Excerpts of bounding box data
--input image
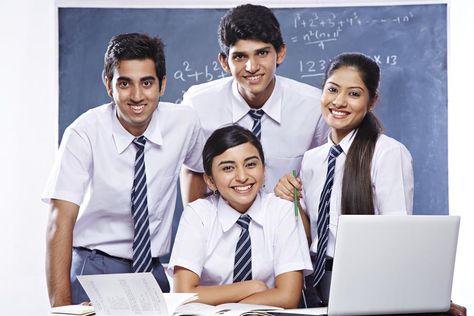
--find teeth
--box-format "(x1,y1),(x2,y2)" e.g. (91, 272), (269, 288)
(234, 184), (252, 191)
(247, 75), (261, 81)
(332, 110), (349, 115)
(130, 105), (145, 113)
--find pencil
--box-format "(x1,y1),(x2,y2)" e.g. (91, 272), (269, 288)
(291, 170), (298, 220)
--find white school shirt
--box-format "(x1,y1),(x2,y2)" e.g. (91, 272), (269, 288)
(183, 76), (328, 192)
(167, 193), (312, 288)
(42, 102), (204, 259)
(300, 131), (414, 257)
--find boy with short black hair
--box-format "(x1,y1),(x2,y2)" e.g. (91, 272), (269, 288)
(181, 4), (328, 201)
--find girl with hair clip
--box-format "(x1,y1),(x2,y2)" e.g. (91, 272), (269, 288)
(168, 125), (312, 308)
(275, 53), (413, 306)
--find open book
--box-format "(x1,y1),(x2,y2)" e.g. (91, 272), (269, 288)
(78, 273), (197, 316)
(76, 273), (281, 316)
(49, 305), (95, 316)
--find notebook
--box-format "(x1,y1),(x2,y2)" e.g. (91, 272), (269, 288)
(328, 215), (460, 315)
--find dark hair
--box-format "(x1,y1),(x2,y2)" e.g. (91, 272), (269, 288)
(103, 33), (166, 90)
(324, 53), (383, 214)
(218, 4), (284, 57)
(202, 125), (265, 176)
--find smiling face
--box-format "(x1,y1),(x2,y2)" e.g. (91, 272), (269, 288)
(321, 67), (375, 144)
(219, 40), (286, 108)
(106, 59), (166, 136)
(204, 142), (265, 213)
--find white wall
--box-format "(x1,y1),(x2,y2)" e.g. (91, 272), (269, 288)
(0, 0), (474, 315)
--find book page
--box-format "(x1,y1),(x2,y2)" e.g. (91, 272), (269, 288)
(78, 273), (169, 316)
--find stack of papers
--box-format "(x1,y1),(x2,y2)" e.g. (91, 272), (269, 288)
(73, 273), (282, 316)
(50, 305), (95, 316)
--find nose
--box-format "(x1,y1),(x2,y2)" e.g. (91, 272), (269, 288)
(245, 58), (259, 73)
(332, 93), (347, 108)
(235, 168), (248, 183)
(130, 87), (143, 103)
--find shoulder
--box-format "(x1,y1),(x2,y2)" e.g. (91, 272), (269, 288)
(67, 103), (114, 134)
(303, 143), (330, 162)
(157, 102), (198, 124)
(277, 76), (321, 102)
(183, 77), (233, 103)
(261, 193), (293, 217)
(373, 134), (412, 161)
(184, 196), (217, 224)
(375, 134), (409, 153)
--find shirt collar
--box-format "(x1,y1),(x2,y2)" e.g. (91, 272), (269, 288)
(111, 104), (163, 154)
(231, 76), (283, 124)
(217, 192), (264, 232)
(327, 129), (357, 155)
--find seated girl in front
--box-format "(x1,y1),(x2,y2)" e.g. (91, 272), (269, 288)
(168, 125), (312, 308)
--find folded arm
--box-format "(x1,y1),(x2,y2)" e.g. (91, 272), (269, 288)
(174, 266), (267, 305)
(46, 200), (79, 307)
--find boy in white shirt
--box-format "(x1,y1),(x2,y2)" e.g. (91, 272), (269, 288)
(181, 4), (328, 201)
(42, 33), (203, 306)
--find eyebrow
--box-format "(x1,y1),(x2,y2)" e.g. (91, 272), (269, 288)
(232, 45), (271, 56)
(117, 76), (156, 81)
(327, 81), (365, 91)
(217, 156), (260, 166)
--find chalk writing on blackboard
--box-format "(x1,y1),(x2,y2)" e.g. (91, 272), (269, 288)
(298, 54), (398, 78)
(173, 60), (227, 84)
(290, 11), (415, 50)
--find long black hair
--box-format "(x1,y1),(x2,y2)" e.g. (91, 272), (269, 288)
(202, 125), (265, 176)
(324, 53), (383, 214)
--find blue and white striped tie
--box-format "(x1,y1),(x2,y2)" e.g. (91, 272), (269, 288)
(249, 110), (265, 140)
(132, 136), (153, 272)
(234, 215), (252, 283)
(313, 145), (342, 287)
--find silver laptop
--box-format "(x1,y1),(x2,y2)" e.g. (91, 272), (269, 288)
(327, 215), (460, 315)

What to produce:
Render the rows above as a two-column CSV headed "query" and "boxes," with one line for each row. Put each row's text and its answer in its own quoted field, replace line breaks with spaces, and leave out the pictures.

Solution below:
query,boxes
"--input image --find teeth --box-format ""(x1,y1),(x2,y2)"" e.g. (91, 272), (269, 288)","(234, 184), (252, 191) (247, 75), (261, 81) (332, 110), (349, 115) (130, 105), (145, 113)"
"--find pencil --box-format ""(x1,y1),(x2,y2)"" e.g. (91, 272), (269, 288)","(291, 170), (298, 220)"
"--find white school shirt --box-format ""(x1,y1),(x2,y2)"" e.g. (91, 272), (269, 288)","(183, 76), (328, 192) (167, 193), (312, 288) (42, 102), (204, 259) (300, 131), (414, 257)"
"--find boy with short black hair --box-format ""(x1,y1),(x2,y2)"" e.g. (91, 272), (269, 288)","(181, 4), (328, 201)"
"--find girl with hair clip --box-format ""(x1,y1),(x2,y2)"" e.g. (91, 272), (269, 288)","(168, 125), (312, 308) (275, 53), (413, 306)"
"--find open book --box-format ""(x1,y1),(x2,y2)"" e.g. (91, 272), (269, 288)","(78, 273), (197, 316) (76, 273), (281, 316) (49, 305), (95, 316)"
"--find notebook --box-format ""(x1,y1),(x2,y2)"" e.g. (91, 272), (269, 288)","(328, 215), (460, 315)"
"--find dark hair --box-format ""(x1,y1),(x2,y2)"" e.g. (91, 272), (269, 288)","(103, 33), (166, 90) (324, 53), (383, 214) (218, 4), (284, 57) (202, 125), (265, 176)"
"--find smiling face --box-format ""(x1,y1),(x2,y2)"" e.g. (91, 272), (269, 288)","(321, 67), (375, 144) (219, 40), (286, 108) (106, 59), (166, 136) (204, 142), (265, 213)"
"--find white wall --box-format ""(x1,y1),(x2,y2)"" e.g. (91, 272), (269, 288)","(0, 0), (474, 315)"
"--find book page --box-format ""(x1,y1),(x2,y2)"" e.g. (91, 272), (269, 288)","(78, 273), (169, 316)"
"--find stack of papers --box-format ""(x1,y1),(x2,y2)"" e.g. (91, 272), (269, 288)","(73, 273), (282, 316) (50, 305), (95, 316)"
"--find nose --box-format ""(x1,y1),(x2,y2)"" e.g. (91, 272), (269, 288)","(245, 58), (259, 73) (332, 93), (347, 108) (235, 168), (248, 183) (130, 87), (143, 103)"
"--find shoulder --box-format ""(x1,y1),(x2,y2)"" e.g. (91, 272), (269, 288)","(67, 103), (114, 134) (303, 143), (330, 162) (157, 102), (198, 124) (277, 76), (321, 102) (183, 77), (233, 103) (261, 193), (293, 217) (373, 134), (412, 161) (184, 196), (217, 224) (375, 134), (409, 153)"
"--find shirt collar --box-format ""(x1,y1),(x2,y2)"" e.g. (91, 272), (269, 288)","(111, 104), (163, 154) (231, 76), (283, 124) (217, 192), (264, 232) (327, 129), (357, 155)"
"--find seated girl in front --box-format ""(x1,y1),(x2,y2)"" e.g. (91, 272), (269, 288)","(168, 125), (312, 308)"
"--find folded arm --box-format ""(x1,y1),(x2,y2)"" e.g. (91, 272), (269, 288)","(174, 266), (267, 305) (46, 200), (79, 307)"
"--find boy in white shirt --box-format ""(x1,y1),(x2,y2)"" e.g. (91, 272), (269, 288)","(181, 4), (328, 201) (42, 33), (203, 306)"
"--find eyebrow --box-format ""(x1,y1),(x2,y2)"" e.g. (91, 272), (269, 288)","(232, 45), (271, 56) (117, 76), (156, 81) (327, 81), (365, 91) (217, 156), (260, 166)"
"--find chalk writing on blackboard --box-format ""(x1,y1),(x2,y2)"" e.g. (91, 272), (269, 288)","(298, 54), (398, 78) (173, 60), (227, 84) (290, 11), (415, 50)"
"--find long black hair --box-format ""(x1,y1),(x2,y2)"" e.g. (91, 272), (269, 288)","(202, 125), (265, 176) (324, 53), (383, 214)"
"--find blue and white striped tie --box-format ""(x1,y1),(x2,y2)"" e.g. (91, 272), (269, 288)","(249, 110), (265, 140) (132, 136), (153, 272) (234, 215), (252, 283) (313, 145), (342, 287)"
"--find silver laptop --box-format ""(x1,y1),(x2,y2)"" e.g. (91, 272), (269, 288)","(327, 215), (460, 315)"